Written request 1 =>
List every distinct username that appears as a poster in the forum thread below about new NCEES study material.
Written request 2 =>
In the forum thread below about new NCEES study material, write out the passage from "Wonder if its" up to and including "(Nov 2, 2010)", word for word.

Text to read =>
◇ ◇ ◇

# New study material from the NCEES



## maximus808 (Nov 1, 2010)

Guys, check out the NCEES website. They posted new study material. They have separate books for each discipline, 40 morning questions and 40 afternoon questions. Wow, I wish I had these materials for the October Exam. Anyone taking the April Exam should highly consider buying all books to get a good feel for what to expect on the exam.


----------



## adh (Nov 1, 2010)

maximus808 said:


> Guys, check out the NCEES website. They posted new study material. They have separate books for each discipline, 40 morning questions and 40 afternoon questions. Wow, I wish I had these materials for the October Exam. Anyone taking the April Exam should highly consider buying all books to get a good feel for what to expect on the exam.



Wonder if its the same questions from the 2008 book split into three separate books. It says on the website that the AM portions of each book are exactly the same...


----------



## ptatohed (Nov 2, 2010)

Link?


----------



## adh (Nov 3, 2010)

ptatohed said:


> Link?

◇ ◇ ◇

Provided material =>
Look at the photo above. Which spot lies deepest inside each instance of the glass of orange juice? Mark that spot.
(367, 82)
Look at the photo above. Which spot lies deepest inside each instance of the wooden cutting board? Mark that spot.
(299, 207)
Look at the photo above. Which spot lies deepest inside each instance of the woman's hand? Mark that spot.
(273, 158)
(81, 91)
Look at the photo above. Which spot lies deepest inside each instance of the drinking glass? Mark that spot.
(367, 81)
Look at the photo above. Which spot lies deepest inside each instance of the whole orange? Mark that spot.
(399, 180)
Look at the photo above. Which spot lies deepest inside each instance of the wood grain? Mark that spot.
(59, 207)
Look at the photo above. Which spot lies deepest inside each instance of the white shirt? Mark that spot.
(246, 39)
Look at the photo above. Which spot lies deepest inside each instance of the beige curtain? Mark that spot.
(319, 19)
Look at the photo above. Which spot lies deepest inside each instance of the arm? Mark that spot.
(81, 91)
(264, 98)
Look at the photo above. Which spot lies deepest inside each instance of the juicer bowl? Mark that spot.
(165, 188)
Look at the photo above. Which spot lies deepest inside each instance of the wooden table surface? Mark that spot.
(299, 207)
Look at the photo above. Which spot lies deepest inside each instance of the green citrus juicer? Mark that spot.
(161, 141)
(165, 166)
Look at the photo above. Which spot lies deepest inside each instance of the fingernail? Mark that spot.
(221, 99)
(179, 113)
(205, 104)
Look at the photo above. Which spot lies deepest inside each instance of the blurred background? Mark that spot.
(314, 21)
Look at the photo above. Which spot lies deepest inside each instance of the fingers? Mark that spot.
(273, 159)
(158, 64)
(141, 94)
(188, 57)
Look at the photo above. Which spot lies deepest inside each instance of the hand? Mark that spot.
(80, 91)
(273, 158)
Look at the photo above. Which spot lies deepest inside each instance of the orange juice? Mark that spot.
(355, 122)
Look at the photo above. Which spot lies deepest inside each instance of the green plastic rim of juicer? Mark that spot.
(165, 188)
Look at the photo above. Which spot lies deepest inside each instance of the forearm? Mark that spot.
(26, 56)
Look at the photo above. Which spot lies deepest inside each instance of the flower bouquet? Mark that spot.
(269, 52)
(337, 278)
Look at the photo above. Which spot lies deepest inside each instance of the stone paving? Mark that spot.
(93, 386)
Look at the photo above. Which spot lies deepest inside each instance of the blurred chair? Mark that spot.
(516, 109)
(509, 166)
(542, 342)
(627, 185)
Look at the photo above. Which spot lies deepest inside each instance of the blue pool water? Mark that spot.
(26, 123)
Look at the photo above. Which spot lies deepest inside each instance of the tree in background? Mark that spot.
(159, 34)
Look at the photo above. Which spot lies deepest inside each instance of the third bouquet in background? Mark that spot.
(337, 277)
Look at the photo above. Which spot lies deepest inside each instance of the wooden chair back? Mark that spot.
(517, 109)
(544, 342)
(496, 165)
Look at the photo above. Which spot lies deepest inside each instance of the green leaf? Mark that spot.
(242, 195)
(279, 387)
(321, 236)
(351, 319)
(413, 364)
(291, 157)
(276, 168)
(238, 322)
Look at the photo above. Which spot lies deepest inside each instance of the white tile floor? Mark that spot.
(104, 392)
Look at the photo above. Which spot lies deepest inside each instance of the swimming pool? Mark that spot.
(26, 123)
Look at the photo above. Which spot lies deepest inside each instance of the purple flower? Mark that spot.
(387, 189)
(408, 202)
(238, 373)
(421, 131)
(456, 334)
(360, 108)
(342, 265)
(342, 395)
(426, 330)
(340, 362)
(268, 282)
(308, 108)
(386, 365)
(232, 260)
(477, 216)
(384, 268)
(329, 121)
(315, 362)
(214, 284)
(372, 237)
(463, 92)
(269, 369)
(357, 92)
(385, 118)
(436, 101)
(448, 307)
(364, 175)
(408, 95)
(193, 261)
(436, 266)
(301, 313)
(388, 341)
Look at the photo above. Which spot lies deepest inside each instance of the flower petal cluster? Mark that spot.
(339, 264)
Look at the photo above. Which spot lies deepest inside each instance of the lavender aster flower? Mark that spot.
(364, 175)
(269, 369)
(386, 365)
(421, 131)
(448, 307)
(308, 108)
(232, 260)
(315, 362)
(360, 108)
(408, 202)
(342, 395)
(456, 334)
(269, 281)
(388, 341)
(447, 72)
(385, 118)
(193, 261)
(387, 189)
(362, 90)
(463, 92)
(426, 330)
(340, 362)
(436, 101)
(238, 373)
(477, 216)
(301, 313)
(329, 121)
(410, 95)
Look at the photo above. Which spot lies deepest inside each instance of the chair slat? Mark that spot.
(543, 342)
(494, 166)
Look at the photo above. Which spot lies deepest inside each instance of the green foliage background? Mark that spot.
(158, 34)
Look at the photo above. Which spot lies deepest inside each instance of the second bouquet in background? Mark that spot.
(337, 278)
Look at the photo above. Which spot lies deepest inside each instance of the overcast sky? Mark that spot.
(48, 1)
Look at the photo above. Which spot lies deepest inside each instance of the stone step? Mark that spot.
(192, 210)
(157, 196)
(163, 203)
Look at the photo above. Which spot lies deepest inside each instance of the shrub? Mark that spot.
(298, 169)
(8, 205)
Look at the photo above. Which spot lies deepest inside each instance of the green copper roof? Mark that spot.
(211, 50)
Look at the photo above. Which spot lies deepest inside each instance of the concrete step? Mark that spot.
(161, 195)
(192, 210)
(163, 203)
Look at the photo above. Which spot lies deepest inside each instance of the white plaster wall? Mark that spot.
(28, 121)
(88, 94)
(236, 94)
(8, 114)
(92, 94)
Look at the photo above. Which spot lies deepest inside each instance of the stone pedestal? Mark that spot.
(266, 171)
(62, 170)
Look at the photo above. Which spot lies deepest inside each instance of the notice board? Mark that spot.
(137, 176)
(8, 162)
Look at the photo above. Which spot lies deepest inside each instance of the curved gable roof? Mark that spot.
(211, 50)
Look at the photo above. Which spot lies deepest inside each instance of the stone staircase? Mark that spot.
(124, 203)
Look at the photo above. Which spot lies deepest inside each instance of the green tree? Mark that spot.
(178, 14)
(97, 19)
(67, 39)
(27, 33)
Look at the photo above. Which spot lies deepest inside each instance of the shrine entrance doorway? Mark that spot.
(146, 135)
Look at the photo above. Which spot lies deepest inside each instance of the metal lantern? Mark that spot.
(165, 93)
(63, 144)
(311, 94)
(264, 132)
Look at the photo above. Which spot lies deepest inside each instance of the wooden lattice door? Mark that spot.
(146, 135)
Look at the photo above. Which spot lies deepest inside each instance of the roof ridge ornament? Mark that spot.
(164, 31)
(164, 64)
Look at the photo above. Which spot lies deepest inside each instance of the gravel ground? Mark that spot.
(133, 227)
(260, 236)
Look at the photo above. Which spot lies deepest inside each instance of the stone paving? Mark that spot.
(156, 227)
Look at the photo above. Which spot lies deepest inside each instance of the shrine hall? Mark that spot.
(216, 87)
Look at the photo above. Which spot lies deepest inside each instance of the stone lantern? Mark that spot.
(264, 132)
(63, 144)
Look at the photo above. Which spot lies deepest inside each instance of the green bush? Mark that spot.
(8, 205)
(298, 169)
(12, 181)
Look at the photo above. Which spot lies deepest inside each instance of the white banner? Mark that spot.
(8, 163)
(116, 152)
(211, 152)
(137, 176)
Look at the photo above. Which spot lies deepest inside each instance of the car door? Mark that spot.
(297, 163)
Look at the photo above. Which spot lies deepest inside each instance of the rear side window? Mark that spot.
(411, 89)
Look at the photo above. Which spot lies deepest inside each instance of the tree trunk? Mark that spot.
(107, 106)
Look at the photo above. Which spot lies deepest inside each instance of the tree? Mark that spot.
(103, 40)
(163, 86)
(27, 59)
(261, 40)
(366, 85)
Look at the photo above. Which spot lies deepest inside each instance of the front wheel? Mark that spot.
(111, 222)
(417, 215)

◇ ◇ ◇

Solution 1 =>
maximus808, adh, ptatohed

Solution 2 =>
Wonder if its the same questions from the 2008 book split into three separate books. It says on the website that the AM portions of each book are exactly the same...


----------



## ptatohed (Nov 2, 2010)